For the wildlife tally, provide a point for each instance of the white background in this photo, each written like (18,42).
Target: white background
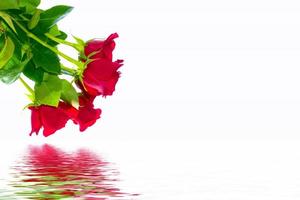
(223,74)
(193,70)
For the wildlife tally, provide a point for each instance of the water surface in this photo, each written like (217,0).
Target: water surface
(47,172)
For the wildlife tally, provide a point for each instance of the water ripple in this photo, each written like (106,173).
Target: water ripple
(47,172)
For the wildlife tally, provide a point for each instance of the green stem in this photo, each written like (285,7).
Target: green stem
(67,70)
(31,35)
(71,44)
(26,85)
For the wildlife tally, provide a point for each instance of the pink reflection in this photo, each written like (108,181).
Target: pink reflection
(50,173)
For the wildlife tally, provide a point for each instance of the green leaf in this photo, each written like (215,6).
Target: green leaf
(8,20)
(45,58)
(9,4)
(7,51)
(33,73)
(69,93)
(54,31)
(51,16)
(30,5)
(49,91)
(12,70)
(34,20)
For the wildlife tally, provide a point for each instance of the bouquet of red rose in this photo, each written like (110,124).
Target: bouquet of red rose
(29,37)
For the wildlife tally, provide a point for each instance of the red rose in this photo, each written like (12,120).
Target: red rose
(87,114)
(103,48)
(101,76)
(50,118)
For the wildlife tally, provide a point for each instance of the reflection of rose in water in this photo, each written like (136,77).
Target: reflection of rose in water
(50,173)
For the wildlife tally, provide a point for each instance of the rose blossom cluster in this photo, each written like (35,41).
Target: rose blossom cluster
(98,78)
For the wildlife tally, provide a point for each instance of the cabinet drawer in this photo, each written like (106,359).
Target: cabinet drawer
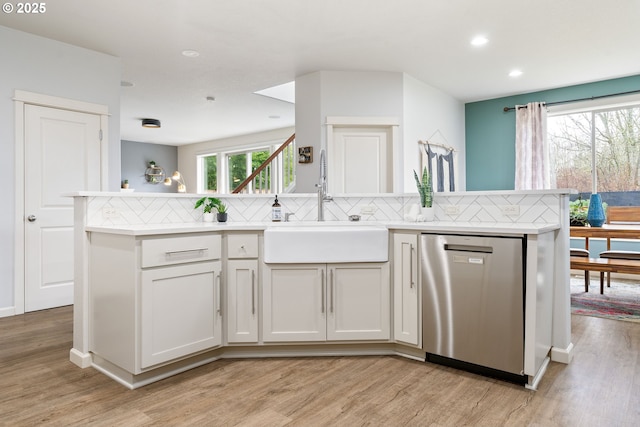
(179,250)
(242,245)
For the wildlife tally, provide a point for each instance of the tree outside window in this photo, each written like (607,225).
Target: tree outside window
(607,141)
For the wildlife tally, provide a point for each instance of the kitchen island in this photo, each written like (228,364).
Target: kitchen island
(153,300)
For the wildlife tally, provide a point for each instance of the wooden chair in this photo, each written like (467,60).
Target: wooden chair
(621,214)
(585,254)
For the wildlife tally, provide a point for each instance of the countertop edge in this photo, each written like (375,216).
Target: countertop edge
(449,227)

───

▸ **Task to carry out**
In your reply, please set down exactly the lines from the one containing "written like (12,120)." through the end of the records, with the pictures left out.

▸ **Completed task**
For the wildlife tally, provide a point for each instance of the red rose in this photo, each written like (12,120).
Target: red rose
(87,114)
(103,48)
(101,76)
(50,118)
For the wildlife tally, provide a point for each instance of the reflection of rose in water in this photo, each written like (136,77).
Target: reflection of rose in water
(50,173)
For the wildlife tally, provide a point for each instance of the rose blossom cluster in this photo, each written like (35,41).
Target: rose blossom cluster
(98,78)
For the wildlife tally, provide a point for each instance of the cabinet drawer in this photo, each written like (106,359).
Target: cabinet drawer
(179,250)
(242,245)
For the wildlife tally, provide a point for each instance of the tree outside window in this photo, each written like (607,225).
Target: tree outside window
(607,141)
For the wildlife tally, provide a point for each instance of the kitchen island in this photo, each written like (228,364).
Target: kitchen island
(153,300)
For the wildlife tally, provide a point for each instance of the wooden chair in this photo, each written like (467,60).
Target: wooden chair
(621,214)
(585,254)
For the wildlife tally, provide a point for each instance of the countertop edge in this photo, each written like (375,216).
Target: countertop edge
(449,227)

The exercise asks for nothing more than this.